# START OF PASSAGE TO READ
# Husband died i dont know how to start mf245



## Boomers (Nov 15, 2019)

Hi. My husband passed away without ever teaching me how to start the mf 245 diesel. I can drive it if it is running. 
I cant seem to get it started. Im looking for operator manual or just an image of how to start it out of manual. Please. 
I dont see a knob you pull out for fuel? Air? . There is a key. I see the throttle. Is there a fuel thing ? Or safety switches? Do i need to be in seat? Clutch in? Neutral? 
Sorry I feel sort of out of place asking.lol 
I dont know the year. It is a mf 245 diesel. It has been sitting for about 3 months. I want to put it up for winter. Its out in the weather and in the way. Thank you


----------



## Hoodoo Valley (Nov 14, 2006)

Welcome to the forum Boomers! Sorry to hear about your loss. I'm not familiar with your model, but someone here more familiar with it, should come along, but you should be in the seat, and in neutral. There should be a hand and or foot throttle. If that's a diesel, there should be some sort of pre heat or glow pugs that would require the ignition key to be placed in position to engage that. Other specifics, hopefully someone more familiar will step in. I would suggest an operators manual for this tractor.


----------



## Boomers (Nov 15, 2019)

Yes hand and foot throttles .i dont know about glow plug. The key has 2 positions only. 1 where it is then to right it turns it over then goes back to the 1. My dodge has glow plug. It seems like it has an extra spot or something. Lol I could be wrong. Lol. 
Thank you. Yes I lost him mid sept. Not expecting to. A sudden shock. So im getting crash courses in everything that i took for granted he would do. It has been years since I had to change oil or something. He just always had tractors running for me. Lol the next 1 I have to start is an oliver 77. I think. Propane.


----------



## bbirder (Feb 26, 2006)

Hi Boomer, 
I also am sorry for your loss. If you look at the top of the page you will see aheading called Manuals. In there you will find a shop manual for a mf "assorted models". This is a pdf file available to download. It is more of a repair manual then an owners manual but may give you some tips. Above all be careful starting a diesel engine. You should always learn the proper way to stop one before starting it. Someone on here will come along and give you more pointers. Wish you well.


----------



## Fedup (Feb 25, 2014)

Your tractor has two shift levers. the shorter one on the right is for high/neutral/low. It needs to be in neutral (center position)to start(if the neutral start switch is working). No seat switch, no clutch switch or anything else. The fuel shut off knob should be "in" to start and run, "out" to stop. The knob is on the left, above the transmission but below the gauges and other sheet metal. I would suggest you find it and become familiar with it before trying to start the engine. It may have a small cylinder near the knob that will pass through a hole in the bracket supporting it when the knob is raised slightly. The cylinder can be positioned to stay in the run position or the stop position when the knob is lowered. The key switch will probably only have two positions, off (straight up)and start (turn to the right). If there is a manifold heater it will also have one position to the left for heat.
# END OF PASSAGE TO READ
# START OF RECORDS PROVIDED
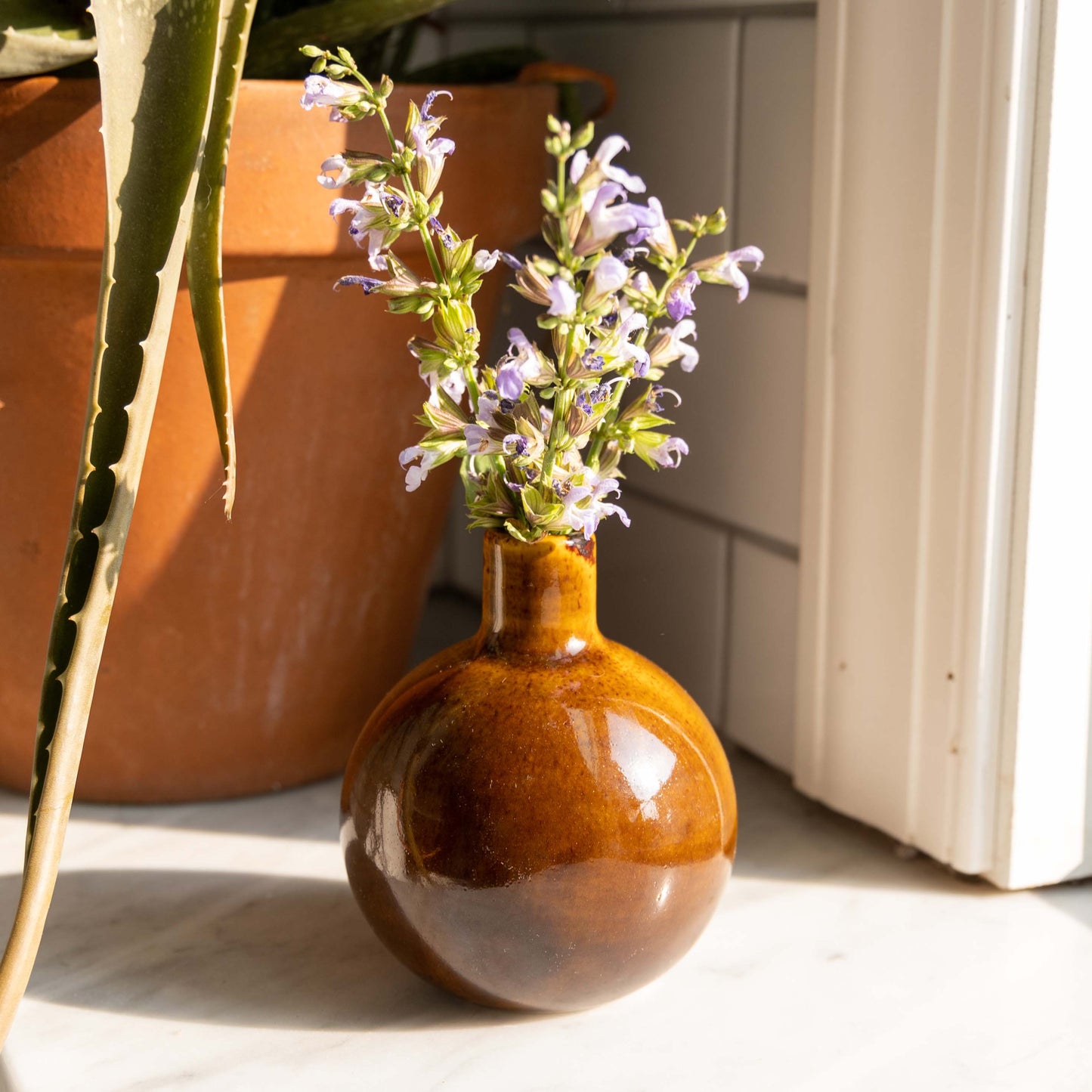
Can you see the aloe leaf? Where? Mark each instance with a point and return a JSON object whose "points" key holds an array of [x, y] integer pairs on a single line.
{"points": [[203, 255], [41, 36], [274, 46], [156, 63]]}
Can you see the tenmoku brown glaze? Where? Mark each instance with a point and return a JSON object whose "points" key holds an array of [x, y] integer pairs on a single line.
{"points": [[539, 818], [240, 657]]}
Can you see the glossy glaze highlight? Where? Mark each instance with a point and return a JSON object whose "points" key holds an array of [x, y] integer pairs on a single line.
# END OF RECORDS PROVIDED
- TASK REQUIREMENTS:
1) In the forum thread about starting the MF 245, why does the first poster want to get the tractor running now? Answer in one to three sentences.
2) Write what comes next in the forum thread about starting the MF 245, picking up right after its final post.

- ANSWERS TO EACH TASK:
1) The poster wants to put the tractor up for winter because it is sitting out in the weather and is in the way.

2)
----------



## Boomers (Nov 15, 2019)

Fedup said:


> Your tractor has two shift levers. the shorter one on the right is for high/neutral/low. It needs to be in neutral (center position)to start(if the neutral start switch is working). No seat switch, no clutch switch or anything else. The fuel shut off knob should be "in" to start and run, "out" to stop. The knob is on the left, above the transmission but below the gauges and other sheet metal. I would suggest you find it and become familiar with it before trying to start the engine. It may have a small cylinder near the knob that will pass through a hole in the bracket supporting it when the knob is raised slightly. The cylinder can be positioned to stay in the run position or the stop position when the knob is lowered. The key switch will probably only have two positions, off (straight up)and start (turn to the right). If there is a manifold heater it will also have one position to the left for heat.


Thank you. Apparently the fuel shut off is no longer there. There are gauges .there is a transmission nothing is between . Except I do see a hole where it could have been. But that is below what looks like the light knob. I will take a picture during daylight tomorrow. Just in case I am missing something. Lol .yes key has 2 positions . 1 is straight 2 turns the it over. 
Thank you very much for the detailed answer. Its a huge help.


----------



## Boomers (Nov 15, 2019)

bbirder said:


> Hi Boomer,
> I also am sorry for your loss. If you look at the top of the page you will see aheading called Manuals. In there you will find a shop manual for a mf "assorted models". This is a pdf file available to download. It is more of a repair manual then an owners manual but may give you some tips. Above all be careful starting a diesel engine. You should always learn the proper way to stop one before starting it. Someone on here will come along and give you more pointers. Wish you well.


Thank you. Yes I downloaded the service manual. I have had no luck finding the operators manual.
Yes I agree. I will figure it out before I move it. I would be highly upset if i drove it through the backside of my shedrow. Lol. Im just wanting it out of the weather. It was good to us...I want to return the favor. Plus hubby parked it right in the middle of the road . Lol


----------



## deerhide (Oct 20, 2016)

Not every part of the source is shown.